* **What this task involves**
Please write out the rows below, from the line containing "Where can you see the shadow" through the end of the rows, keeping every character unchanged.

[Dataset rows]
━━━━━━━━
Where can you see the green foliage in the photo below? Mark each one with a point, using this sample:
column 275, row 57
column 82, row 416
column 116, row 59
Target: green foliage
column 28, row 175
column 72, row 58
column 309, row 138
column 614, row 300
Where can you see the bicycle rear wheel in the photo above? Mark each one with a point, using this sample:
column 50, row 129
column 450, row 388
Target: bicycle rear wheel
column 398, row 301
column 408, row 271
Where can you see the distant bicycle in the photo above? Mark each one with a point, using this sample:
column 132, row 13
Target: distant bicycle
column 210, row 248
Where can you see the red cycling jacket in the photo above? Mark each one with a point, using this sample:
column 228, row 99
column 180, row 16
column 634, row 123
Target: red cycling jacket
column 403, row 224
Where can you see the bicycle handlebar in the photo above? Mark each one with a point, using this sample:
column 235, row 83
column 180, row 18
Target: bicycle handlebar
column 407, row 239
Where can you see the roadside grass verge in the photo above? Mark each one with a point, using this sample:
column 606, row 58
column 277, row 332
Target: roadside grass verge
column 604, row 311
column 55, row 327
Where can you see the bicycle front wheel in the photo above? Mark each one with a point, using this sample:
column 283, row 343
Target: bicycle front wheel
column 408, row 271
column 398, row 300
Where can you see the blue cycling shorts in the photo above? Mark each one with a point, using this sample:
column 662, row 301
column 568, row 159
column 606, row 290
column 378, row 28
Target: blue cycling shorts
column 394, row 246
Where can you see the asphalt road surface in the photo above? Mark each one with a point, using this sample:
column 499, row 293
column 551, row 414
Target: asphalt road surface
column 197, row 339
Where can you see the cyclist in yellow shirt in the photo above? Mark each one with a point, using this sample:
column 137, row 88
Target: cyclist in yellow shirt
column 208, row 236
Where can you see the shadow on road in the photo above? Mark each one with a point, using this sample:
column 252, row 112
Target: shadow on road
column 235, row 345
━━━━━━━━
* **Exercise output**
Where can you see the shadow on road in the photo above? Mark each one with a point, using this sample:
column 252, row 112
Target: shadow on road
column 235, row 345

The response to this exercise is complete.